EXCERTO FORNECIDO:
-- -- --
As cotas dos vinhedos variam entre os 130 e 700 m, tanto em terrenos de encosta com forte declive, como em zonas planálticas, levemente onduladas. Há vinhas armadas em patamares de uma, duas ou mais filas de videiras, com orientações solares muito variáveis, e vinhas contínuas, planas ou de declive suave, com uma única exposição.
Os solos de origem xistosa – típicos do Douro – ocorrem nas zonas de cota mais baixa, junto ao rio Douro, na maior parte das zonas de cota intermédia e, ainda, em algumas cotas altas da freguesia do Poço do Canto. Os solos de transição, com origem no xisto e granito, e os de origem granítica – típicos da Beira – ocorrem nas zonas altas, já na fronteira do Douro Superior com a Beira Interior. Os solos xistosos, de maior fertilidade e menor acidez, têm maior capacidade de retenção de água e dão origem, em regra, a maiores produtividades, proporcionando menor stress hídrico às videiras em anos secos e quentes. Os solos de origem granítica, de menor fertilidade, dão origem a grandes vinhos, particularmente quando há ocorrência de alguma chuva em setembro.
O desafio é entender não um, mas os vários terroirs que a empresa possui, e perceber, de forma empírica, mas também científica e técnica, o resultado dos mostos que originam para fazer blends de várias castas, de várias proveniências, altitudes, exposição solar, produção por parcela, etc.
Turismo de vinho
O enoturismo é a mais recente aposta da Vinilourenço, alicerçada numa estratégia ligada à autenticidade do atendimento das gentes deste Douro (Superior) e no serviço dos produtos mais genuínos. O espaço possui uma loja de vinhos para compra imediata e possibilidade de envio para o domicílio do visitante. Tem ainda um armazém de apoio e um espaço para provas e eventos vínicos, com cerca de 100m2, onde se pode degustar os produtos locais e regionais e ainda, sob reserva, realizar refeições. Neste sentido, o espaço tem uma cozinha equipada para a promoção da gastronomia duriense e um terraço panorâmico para poder desfrutar da ampla vista da paisagem rural que rodeia a adega.
-- -- --
DADOS RECOLHIDOS:
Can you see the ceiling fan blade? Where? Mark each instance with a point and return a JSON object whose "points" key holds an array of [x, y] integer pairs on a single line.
-- -- --
AÇÕES A REALIZAR:
1. Segundo o excerto, entre que altitudes se situam os vinhedos?
2. Por favor, transcreva do excerto o trecho entre "As cotas dos" e "uma única exposição.", inclusive.
Recorra unicamente ao excerto para responder.

LISTA DE RESPOSTAS:
1. Entre os 130 e os 700 m.

2.
As cotas dos vinhedos variam entre os 130 e 700 m, tanto em terrenos de encosta com forte declive, como em zonas planálticas, levemente onduladas. Há vinhas armadas em patamares de uma, duas ou mais filas de videiras, com orientações solares muito variáveis, e vinhas contínuas, planas ou de declive suave, com uma única exposição.